◆ **GIVEN INSTRUCTION**
Faithfully return all lines, omitting every embedded picture.

___ LISTED ENTRIES ___

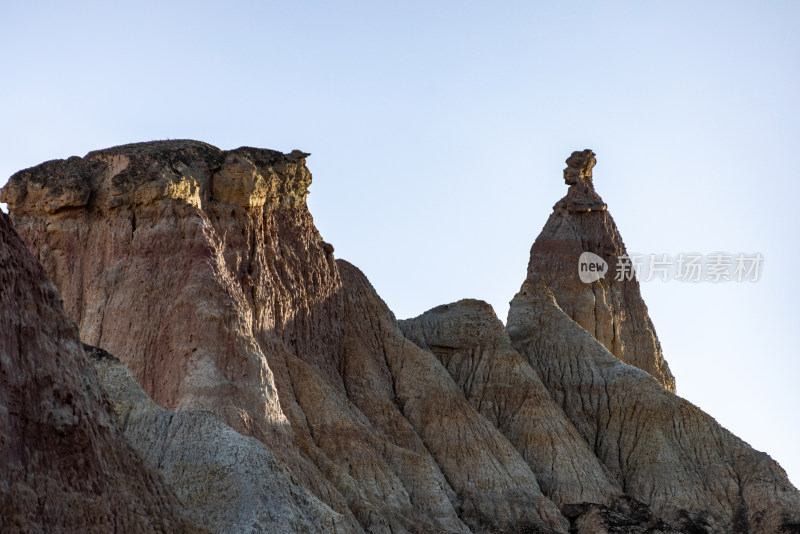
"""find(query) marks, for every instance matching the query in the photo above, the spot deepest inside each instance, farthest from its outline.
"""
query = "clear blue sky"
(438, 132)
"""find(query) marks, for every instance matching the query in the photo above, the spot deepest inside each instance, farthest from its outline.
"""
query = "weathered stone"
(203, 271)
(229, 482)
(472, 344)
(610, 309)
(661, 449)
(64, 466)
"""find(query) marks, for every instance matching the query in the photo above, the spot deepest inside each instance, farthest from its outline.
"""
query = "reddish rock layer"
(64, 466)
(203, 272)
(610, 309)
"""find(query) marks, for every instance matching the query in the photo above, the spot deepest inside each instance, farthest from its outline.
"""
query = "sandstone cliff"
(64, 466)
(230, 482)
(610, 309)
(201, 269)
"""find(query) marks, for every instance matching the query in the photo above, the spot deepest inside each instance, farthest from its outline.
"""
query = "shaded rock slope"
(231, 482)
(202, 271)
(611, 308)
(64, 466)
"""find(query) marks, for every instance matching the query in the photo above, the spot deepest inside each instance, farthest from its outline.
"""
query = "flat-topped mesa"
(610, 308)
(141, 174)
(578, 176)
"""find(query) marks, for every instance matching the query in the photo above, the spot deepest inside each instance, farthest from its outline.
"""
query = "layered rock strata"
(610, 308)
(64, 466)
(230, 482)
(203, 271)
(659, 448)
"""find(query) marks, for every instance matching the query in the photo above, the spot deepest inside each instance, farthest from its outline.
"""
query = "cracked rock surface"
(259, 352)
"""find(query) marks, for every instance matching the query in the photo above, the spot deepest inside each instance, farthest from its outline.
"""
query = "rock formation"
(610, 308)
(202, 271)
(231, 482)
(64, 467)
(659, 448)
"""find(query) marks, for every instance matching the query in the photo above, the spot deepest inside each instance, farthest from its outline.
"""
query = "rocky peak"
(579, 167)
(203, 272)
(142, 174)
(610, 309)
(581, 195)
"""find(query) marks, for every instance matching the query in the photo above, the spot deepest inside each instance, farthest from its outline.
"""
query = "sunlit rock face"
(610, 308)
(64, 465)
(202, 271)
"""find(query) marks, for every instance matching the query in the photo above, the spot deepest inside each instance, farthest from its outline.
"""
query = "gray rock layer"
(201, 269)
(229, 482)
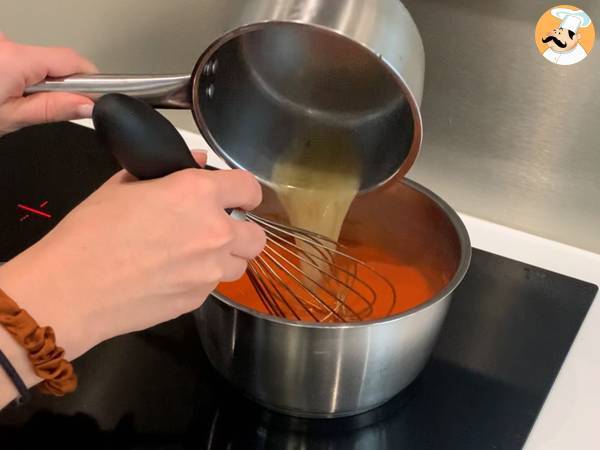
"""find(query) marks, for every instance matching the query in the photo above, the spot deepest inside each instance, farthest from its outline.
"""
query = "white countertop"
(570, 417)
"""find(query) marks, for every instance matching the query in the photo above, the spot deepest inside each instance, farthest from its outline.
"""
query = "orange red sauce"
(411, 286)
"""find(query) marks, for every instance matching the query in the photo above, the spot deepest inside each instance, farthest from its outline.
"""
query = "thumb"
(49, 107)
(201, 156)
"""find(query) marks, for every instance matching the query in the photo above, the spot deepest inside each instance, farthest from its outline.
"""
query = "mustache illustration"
(556, 41)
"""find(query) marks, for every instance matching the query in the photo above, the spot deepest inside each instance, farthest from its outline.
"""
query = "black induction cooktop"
(507, 333)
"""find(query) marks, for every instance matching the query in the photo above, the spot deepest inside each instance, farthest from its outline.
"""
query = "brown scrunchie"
(47, 359)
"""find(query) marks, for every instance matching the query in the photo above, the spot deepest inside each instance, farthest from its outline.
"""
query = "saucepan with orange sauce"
(306, 369)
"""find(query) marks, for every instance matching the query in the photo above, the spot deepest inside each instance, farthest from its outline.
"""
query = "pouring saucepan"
(314, 369)
(286, 70)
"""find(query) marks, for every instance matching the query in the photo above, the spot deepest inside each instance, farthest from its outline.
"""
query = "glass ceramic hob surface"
(508, 330)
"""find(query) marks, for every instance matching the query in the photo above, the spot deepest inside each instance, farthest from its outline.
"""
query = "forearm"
(20, 361)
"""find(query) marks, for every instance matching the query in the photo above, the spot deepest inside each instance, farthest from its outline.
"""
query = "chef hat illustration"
(570, 19)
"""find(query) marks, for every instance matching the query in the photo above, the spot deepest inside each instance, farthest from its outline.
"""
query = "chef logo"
(565, 35)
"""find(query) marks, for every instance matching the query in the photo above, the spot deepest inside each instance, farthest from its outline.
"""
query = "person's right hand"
(136, 253)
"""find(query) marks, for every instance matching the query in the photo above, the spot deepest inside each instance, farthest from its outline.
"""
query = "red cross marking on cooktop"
(34, 211)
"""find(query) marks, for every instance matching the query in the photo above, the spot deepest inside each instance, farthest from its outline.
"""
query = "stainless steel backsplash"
(509, 137)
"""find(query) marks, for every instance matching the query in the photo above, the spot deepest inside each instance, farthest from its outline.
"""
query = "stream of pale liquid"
(316, 181)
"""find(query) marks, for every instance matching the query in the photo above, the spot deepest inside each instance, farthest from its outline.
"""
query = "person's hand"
(136, 253)
(24, 65)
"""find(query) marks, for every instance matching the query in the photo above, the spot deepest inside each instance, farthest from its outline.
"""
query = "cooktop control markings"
(34, 211)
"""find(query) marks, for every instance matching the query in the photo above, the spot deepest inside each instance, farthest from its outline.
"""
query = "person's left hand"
(24, 65)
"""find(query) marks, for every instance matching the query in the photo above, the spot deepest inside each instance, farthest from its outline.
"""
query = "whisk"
(299, 275)
(306, 276)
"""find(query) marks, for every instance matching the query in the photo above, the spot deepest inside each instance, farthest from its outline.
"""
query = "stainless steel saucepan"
(333, 370)
(286, 70)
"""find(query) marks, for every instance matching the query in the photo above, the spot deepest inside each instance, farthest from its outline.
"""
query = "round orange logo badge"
(565, 35)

___

◆ **ANSWER FOR THIS EXERCISE**
"""find(query) marks, for every instance matching the query in the photo above, the spot deepest inside each instance, farthest from its outline.
"""
query = "clear blue sky"
(438, 132)
"""find(query) marks, for every instance matching the query in the photo above, the spot deepest inside each instance, farthest from its outline.
"""
query = "weathered stone"
(203, 271)
(229, 482)
(472, 344)
(610, 309)
(661, 449)
(64, 466)
"""find(query) marks, for every instance matching the query in the photo above, the spot deepest inside each instance, farthest from its outline.
"""
query = "reddish rock layer"
(64, 466)
(203, 272)
(610, 309)
"""find(query) marks, for every instance matching the query in the photo above, the spot deepest inside each instance, farthest from its outline.
"""
query = "sandstone cliff"
(64, 466)
(230, 482)
(610, 309)
(201, 269)
"""find(query) marks, for every instance matching the query in the photo above, the spot deepest inside each instance, farthest from its outline.
"""
query = "shaded rock slope"
(231, 482)
(202, 271)
(611, 308)
(64, 466)
"""find(query) marks, for every instance matching the query in the photo above, the spot deepest inside each instance, farthest from its outline.
"""
query = "flat-topped mesa"
(610, 308)
(141, 174)
(578, 176)
"""find(query) marks, for every instance matching the query in the photo above, the spot deepest inside each instance, farthest from its outline.
"""
query = "layered rock strata"
(610, 308)
(64, 466)
(230, 482)
(203, 271)
(659, 448)
"""find(query) marks, for every instance matching the query in the photo above, the spot deepest inside each instance, farthest from its outline.
"""
query = "cracked rock surface"
(259, 352)
"""find(query) marks, for every instance matching the query in the photo above, the spot deepest inside each instance, farthest from its outline.
"""
query = "rock formation"
(610, 308)
(202, 271)
(231, 482)
(64, 467)
(659, 448)
"""find(query) marks, for every instance matching the query in the photo above, the spot deepest inside each instance, farthest from its outline.
"""
query = "rocky peak"
(579, 167)
(203, 272)
(142, 174)
(610, 309)
(581, 195)
"""find(query) marks, for every instance matching the query in the photo above, the spot deepest inside each instance, farthest from its outline.
"""
query = "sunlit rock face"
(610, 308)
(64, 465)
(202, 271)
"""find(query) marks, for every instance matching the query in the photo above, the spot deepest inside each instance, farthest from its outline.
"""
query = "gray rock layer"
(201, 269)
(229, 482)
"""find(query) marks, for every instance matching the query in the photo above, the spot deepest inside each instance, farthest from its outline.
"""
query = "white countertop"
(570, 417)
"""find(query) marks, for every instance matching the query in the photo above, the spot deepest inside each instance, farthest from its outline.
"""
query = "orange red sauce"
(411, 286)
"""find(query) marks, for every instance matching the query in the photo above, the spot deepest inside each instance, farthest from its outline.
"""
query = "thumb"
(49, 107)
(201, 156)
"""find(query) marks, for every instance matching the query in the photo above, the spot deepest inside each instance, farthest from its outline.
"""
query = "mustache illustration"
(556, 41)
"""find(query) marks, for every instance matching the query in the photo above, the spot deepest inside each instance, farthest from its outline.
"""
query = "black induction cooktop"
(507, 333)
"""find(query) marks, for every instance matching the query in the photo above, the spot deepest inside each instance, farthest from its outline.
"""
query = "brown scrunchie"
(47, 359)
"""find(query) marks, for every instance matching the query in the photo above, the spot deepest inside each instance, farthest from its outline.
"""
query = "saucepan with orange sauce"
(306, 369)
"""find(query) marks, for every instance matching the query in the photo above, the spot deepest inside each instance, farthest from its outline.
"""
query = "pouring saucepan"
(314, 369)
(286, 70)
"""find(query) marks, for every instance matching the query in the photo above, the spot deepest inside each instance, farthest from its outline.
"""
query = "glass ceramic hob surface"
(508, 330)
"""find(query) marks, for every instance matching the query in the photo above, the spot deepest inside each instance, farthest from its outline.
"""
query = "forearm"
(20, 361)
"""find(query) marks, for every instance matching the query in the photo above, the spot deepest inside each instance, farthest from its outline.
"""
query = "chef hat illustration"
(570, 19)
"""find(query) marks, for every instance matching the query in the photo above, the spot deepest inside each instance, farthest from its outline.
"""
query = "chef logo"
(565, 35)
"""find(query) marks, for every instance matching the query in the photo above, the spot deepest inside each instance, farthest from its outline.
"""
query = "person's right hand"
(136, 253)
"""find(query) marks, for every instance matching the query in the photo above, the spot deepest inside each instance, farthest from its outline.
"""
query = "red cross marking on cooktop"
(34, 211)
"""find(query) marks, for every instance matching the query in the photo above, the spot deepest inside each instance, farthest from its outline.
"""
query = "stainless steel backsplash"
(509, 137)
"""find(query) marks, for every instance matching the query in the photo above, the spot deepest inside each instance, farthest from its outline.
"""
query = "stream of pale liquid"
(316, 181)
"""find(query) marks, for every instance matching the query in the photo above, the spot deepest inside each instance, farthest from its outline.
"""
query = "person's hand"
(136, 253)
(24, 65)
"""find(query) marks, for every instance matching the query in the photo above, the spot deepest inside each instance, farthest from its outline.
"""
query = "cooktop control markings"
(34, 211)
"""find(query) marks, for every instance matching the query in the photo above, the spot deepest inside each instance, farthest from its outline.
"""
query = "person's left hand"
(24, 65)
"""find(query) marks, for every instance matching the query in the photo above, the spot deepest inside each instance, farthest from its outline.
"""
query = "whisk"
(299, 275)
(306, 276)
"""find(query) marks, for every instance matching the query in the photo above, the spot deepest inside each instance, farthest from its outline.
"""
query = "stainless steel saucepan"
(333, 370)
(286, 70)
"""find(query) marks, for every instance matching the query in the photo above, the spot deepest inside each instance, farthest from its outline.
"""
query = "round orange logo badge"
(565, 35)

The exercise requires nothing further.